- [INSTRUCTIONS FOR THE TASK] Reproduce verbatim the part of the Montreal history text that starts at "The Treaty of" and ends after "Golden Square Mile.".

City seen from Mount Royal 1784

The Treaty of Paris in 1763 ended the Seven Years' War and ceded New France to the Kingdom of Great Britain. American Revolutionists under General Richard Montgomery briefly captured the city during the invasion of Canada (1775).[11] United Empire Loyalists (American) and Anglo-Scot immigrants would establish the golden era of fur trading centered in the city with the advent of the locally owned North West Company, rivaling the established Hudson's Bay Company. The English-speaking community built one of Canada's first universities, McGill, and the wealthy merchant classes began building large mansions at the foot of Mount Royal in an area known as the Golden Square Mile.

Montreal was incorporated as a city in 1832. The opening of the Lachine Canal permitted ships to bypass the unnavigable Lachine Rapids, while the construction of the Victoria Bridge established Montreal as a major railway hub. These linked Montreal's established port with continental markets and spawned rapid industrialization during the mid-1800s. The economic boom attracted French Canadian laborers from the surrounding countryside to factories in satellite cities such as Saint-Henri and Maisonneuve. Irish immigrants settled in tough working class neighborhoods such as Point Saint Charles and Griffintown, making English and French linguistic groups roughly equal in number. Montreal would surpass Quebec City as the seat of financial and political power for both English and French-speaking communities of Canada, a position it held for many years. By 1852, Montreal had 60,000 inhabitants; by 1860, it was the largest city in British North America and the undisputed economic and cultural center of Canada.

- [PROVIDED DATA]
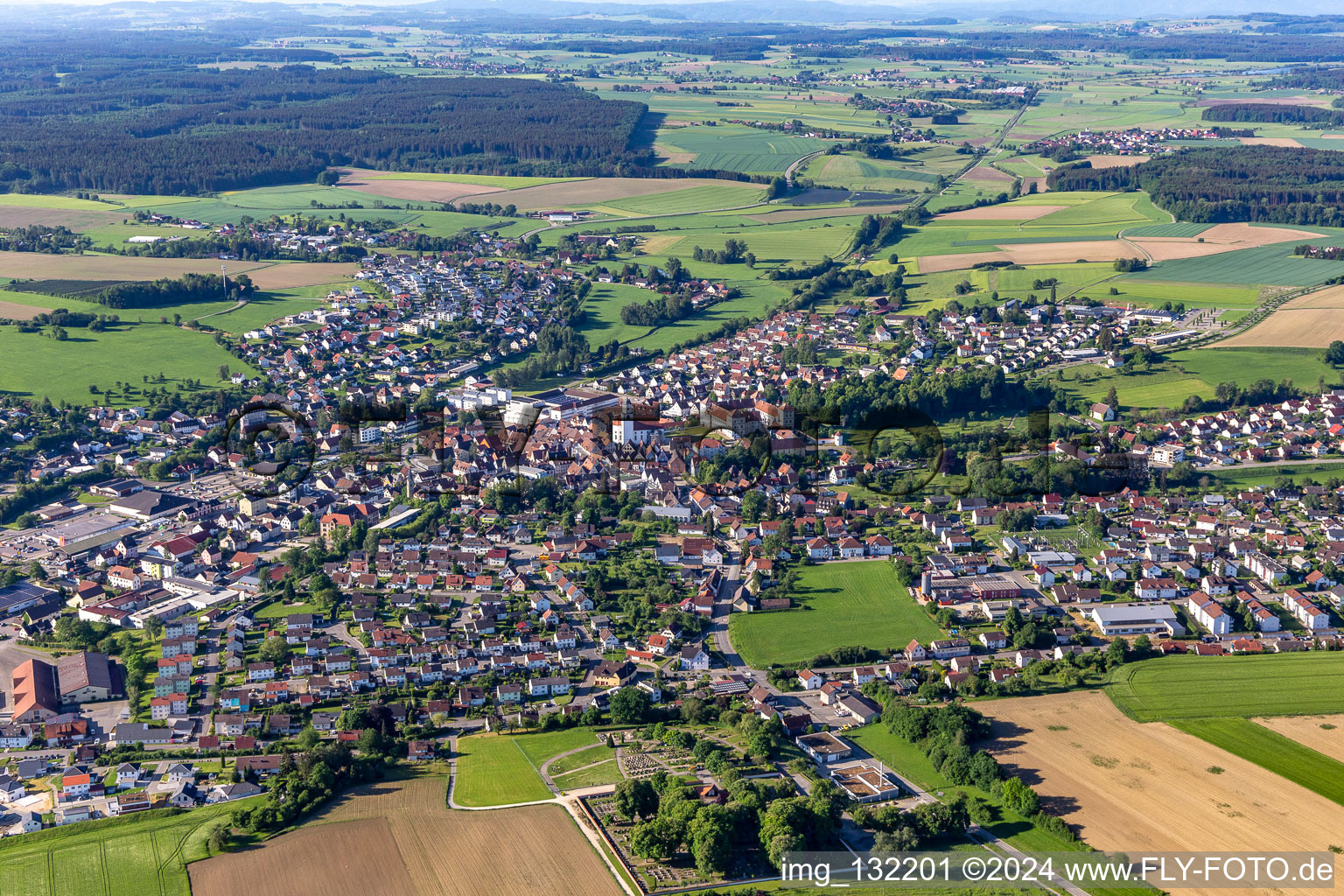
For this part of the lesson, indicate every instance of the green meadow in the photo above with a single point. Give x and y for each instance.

- [WRITTEN RESPONSE]
The Treaty of Paris in 1763 ended the Seven Years' War and ceded New France to the Kingdom of Great Britain. American Revolutionists under General Richard Montgomery briefly captured the city during the invasion of Canada (1775).[11] United Empire Loyalists (American) and Anglo-Scot immigrants would establish the golden era of fur trading centered in the city with the advent of the locally owned North West Company, rivaling the established Hudson's Bay Company. The English-speaking community built one of Canada's first universities, McGill, and the wealthy merchant classes began building large mansions at the foot of Mount Royal in an area known as the Golden Square Mile.